start Passage given

Re: pg_dump ordering problem - Mailing list pgsql-novice

From sue@inf.ed.ac.uk
Subject Re: pg_dump ordering problem
Date
Msg-id 1130269388.435e8acc26b47@mail.inf.ed.ac.uk
Whole thread Raw
In response to Re: pg_dump ordering problem  (Tom Lane <tgl@sss.pgh.pa.us>)
List pgsql-novice
Quoting Tom Lane <tgl@sss.pgh.pa.us>:

> Sue Fitt <sue@inf.ed.ac.uk> writes:
> > (I tried v7.4 and v8.0.4 pg_dump and got the same thing). Looking at the
> > output file db.out I can see that the domain and function are used near
> > the beginning of the file, but defined at the end.
>
> I don't think you tried the 8.0 pg_dump.  (7.4 did not have any
> dependency ordering logic and so was quite prone to this sort of thing,
> but 8.0 ought to get it right.)  If you're certain you did use 8.0,
> could we see those parts of the schema?
>
> > As an aside, why does pg_dump output altered tables as CREATE TABLE...
> > ALTER TABLE instead of just updating the CREATE TABLE statement to
> > assimilate the ALTER TABLE information?
>
> This is one of the techniques used to break circular dependencies.
> Also, indexes and foreign key constraints are deliberately added after
> loading data, for speed reasons.
>
>             regards, tom lane
>


Thanks for that, I've gone back and done another data dump on the original
database with both 7.4.8 and 8.0.4 and you're right, the ordering problem goes
away with the 8.0.4 version of pg_dump. I guess I got confused as I had so many
errors...

However, I've now found a different issue....

I *did* have to edit the 8.0.4 file to reload it as it contained unicode
chars that were not read back in:

         ERROR: Unicode characters greater than or equal to 0x10000 are not
supported
         ERROR: invalid byte sequence for encoding "UNICODE": 0xeb7265
         etc.

end Passage given
start Supplied information

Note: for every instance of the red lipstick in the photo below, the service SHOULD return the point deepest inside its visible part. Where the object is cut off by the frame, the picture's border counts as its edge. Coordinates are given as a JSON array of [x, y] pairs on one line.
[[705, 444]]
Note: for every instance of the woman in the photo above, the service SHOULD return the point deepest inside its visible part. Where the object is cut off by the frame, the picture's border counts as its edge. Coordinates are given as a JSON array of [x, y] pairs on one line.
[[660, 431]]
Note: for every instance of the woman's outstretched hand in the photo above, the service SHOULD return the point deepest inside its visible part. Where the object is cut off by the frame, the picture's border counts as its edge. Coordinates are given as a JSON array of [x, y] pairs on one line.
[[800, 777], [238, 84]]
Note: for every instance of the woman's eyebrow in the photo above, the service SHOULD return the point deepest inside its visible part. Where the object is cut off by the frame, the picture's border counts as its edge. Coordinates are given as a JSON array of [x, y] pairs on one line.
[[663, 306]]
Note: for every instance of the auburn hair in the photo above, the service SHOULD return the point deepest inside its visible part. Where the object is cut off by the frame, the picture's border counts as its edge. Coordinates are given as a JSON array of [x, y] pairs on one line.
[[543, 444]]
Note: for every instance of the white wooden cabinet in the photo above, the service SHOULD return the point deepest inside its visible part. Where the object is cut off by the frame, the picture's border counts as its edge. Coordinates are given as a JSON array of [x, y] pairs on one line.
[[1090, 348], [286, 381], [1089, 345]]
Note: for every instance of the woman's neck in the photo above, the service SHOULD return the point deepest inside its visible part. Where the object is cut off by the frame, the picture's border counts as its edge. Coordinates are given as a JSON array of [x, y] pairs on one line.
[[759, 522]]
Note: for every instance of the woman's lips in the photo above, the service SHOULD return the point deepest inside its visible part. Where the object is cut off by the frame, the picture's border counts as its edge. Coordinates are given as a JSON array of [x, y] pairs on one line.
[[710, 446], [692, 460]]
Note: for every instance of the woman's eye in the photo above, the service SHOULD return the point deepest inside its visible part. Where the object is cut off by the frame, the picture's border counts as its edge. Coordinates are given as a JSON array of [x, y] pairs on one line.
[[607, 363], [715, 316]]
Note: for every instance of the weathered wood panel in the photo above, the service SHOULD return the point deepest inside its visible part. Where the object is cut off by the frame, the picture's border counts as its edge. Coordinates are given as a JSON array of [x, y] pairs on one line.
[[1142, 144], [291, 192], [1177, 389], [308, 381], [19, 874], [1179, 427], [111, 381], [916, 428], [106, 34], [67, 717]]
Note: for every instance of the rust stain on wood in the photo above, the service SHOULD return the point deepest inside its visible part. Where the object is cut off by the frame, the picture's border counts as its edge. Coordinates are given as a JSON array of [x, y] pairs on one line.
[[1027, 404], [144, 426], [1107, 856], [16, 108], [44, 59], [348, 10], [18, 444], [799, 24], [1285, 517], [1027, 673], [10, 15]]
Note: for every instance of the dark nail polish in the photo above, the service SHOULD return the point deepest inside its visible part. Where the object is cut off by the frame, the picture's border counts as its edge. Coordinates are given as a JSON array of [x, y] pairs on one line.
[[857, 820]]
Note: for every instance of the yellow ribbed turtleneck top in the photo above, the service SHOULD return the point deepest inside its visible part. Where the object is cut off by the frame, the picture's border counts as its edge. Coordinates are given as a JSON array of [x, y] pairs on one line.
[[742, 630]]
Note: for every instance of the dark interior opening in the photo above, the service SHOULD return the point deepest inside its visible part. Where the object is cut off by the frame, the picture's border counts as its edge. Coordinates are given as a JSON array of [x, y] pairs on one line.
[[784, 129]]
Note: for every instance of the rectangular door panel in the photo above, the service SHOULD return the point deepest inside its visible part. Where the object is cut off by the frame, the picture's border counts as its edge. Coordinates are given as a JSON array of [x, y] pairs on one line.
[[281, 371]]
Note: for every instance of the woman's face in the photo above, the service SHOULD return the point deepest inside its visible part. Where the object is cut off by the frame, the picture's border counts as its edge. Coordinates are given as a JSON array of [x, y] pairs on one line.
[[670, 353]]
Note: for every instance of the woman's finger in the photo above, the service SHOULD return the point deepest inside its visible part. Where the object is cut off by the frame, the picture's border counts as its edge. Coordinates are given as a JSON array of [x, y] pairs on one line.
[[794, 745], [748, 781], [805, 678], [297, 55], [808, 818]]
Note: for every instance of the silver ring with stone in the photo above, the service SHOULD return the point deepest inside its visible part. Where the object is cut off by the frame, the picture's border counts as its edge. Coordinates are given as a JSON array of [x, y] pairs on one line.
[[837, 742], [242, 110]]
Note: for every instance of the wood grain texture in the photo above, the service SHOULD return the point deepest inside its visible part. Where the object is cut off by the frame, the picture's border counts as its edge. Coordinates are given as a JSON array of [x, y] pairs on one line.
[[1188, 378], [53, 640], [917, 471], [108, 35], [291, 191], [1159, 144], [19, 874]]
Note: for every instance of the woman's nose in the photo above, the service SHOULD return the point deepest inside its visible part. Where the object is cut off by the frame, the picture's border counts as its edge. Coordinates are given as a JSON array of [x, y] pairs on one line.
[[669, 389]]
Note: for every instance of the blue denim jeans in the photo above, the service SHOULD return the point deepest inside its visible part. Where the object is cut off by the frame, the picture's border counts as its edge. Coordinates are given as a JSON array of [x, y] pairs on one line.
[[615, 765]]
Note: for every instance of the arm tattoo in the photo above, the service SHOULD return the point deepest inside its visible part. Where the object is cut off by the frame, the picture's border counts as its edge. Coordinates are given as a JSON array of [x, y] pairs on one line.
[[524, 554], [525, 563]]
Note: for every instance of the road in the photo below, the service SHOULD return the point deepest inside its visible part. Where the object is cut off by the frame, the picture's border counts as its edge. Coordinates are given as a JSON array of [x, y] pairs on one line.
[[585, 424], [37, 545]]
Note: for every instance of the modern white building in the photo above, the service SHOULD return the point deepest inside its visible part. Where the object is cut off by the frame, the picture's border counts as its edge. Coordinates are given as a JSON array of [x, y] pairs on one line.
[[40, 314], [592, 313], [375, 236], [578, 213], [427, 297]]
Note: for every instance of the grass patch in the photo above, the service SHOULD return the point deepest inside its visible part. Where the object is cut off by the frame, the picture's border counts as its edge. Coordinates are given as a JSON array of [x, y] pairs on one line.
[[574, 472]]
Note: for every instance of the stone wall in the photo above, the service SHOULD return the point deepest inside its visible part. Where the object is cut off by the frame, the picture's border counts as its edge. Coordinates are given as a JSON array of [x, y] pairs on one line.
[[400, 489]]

end Supplied information

— Written problem —
Answer these questions about the mailing list message:
1. Which pg_dump version is said to have had no dependency ordering logic?
2. What reason is given for adding indexes and foreign key constraints after loading data?
3. With which version of pg_dump did the ordering problem go away?

— Answer —
1. Version 7.4
2. Speed reasons
3. Version 8.0.4